[Dataset entries]
════════════════
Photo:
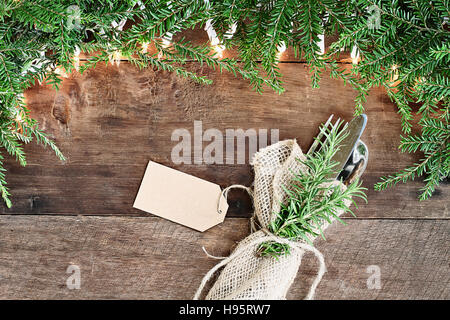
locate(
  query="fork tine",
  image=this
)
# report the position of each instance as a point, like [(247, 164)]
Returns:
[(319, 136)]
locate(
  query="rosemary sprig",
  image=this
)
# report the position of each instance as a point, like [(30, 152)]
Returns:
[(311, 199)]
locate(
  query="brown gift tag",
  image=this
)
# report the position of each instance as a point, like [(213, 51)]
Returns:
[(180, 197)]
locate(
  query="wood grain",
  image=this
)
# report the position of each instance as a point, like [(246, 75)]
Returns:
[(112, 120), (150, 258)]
════════════════
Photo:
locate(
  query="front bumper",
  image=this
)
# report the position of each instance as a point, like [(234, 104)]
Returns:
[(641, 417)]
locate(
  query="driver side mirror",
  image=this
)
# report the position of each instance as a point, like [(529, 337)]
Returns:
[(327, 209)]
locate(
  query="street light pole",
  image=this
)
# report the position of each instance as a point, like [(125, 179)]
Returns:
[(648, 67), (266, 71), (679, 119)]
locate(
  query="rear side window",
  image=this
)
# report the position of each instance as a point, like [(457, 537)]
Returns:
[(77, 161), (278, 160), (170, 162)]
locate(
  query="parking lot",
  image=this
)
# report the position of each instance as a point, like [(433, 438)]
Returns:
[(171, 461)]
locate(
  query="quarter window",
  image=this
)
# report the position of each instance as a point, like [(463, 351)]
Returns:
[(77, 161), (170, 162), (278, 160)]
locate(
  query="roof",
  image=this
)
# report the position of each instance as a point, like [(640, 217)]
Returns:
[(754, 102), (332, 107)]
════════════════
Your task is to copy each line of the data above that holds "point".

- [RESULT OF THIS EXERCISE]:
# report the position of each instance as a point, like [(247, 164)]
# report the position of each instance as a point, like [(30, 152)]
# report the position of each instance as a point, like [(213, 51)]
# report the position of each instance as a point, like [(246, 75)]
# report the position of each instance as a point, like [(234, 104)]
# report the position of each instance as a point, like [(529, 337)]
# report the position of each instance as a point, like [(125, 179)]
# report the position of each instance as a point, like [(457, 537)]
# report the position of each instance as a point, like [(433, 438)]
# report the position of each instance as a point, like [(463, 351)]
# report the position of each instance as a point, like [(640, 217)]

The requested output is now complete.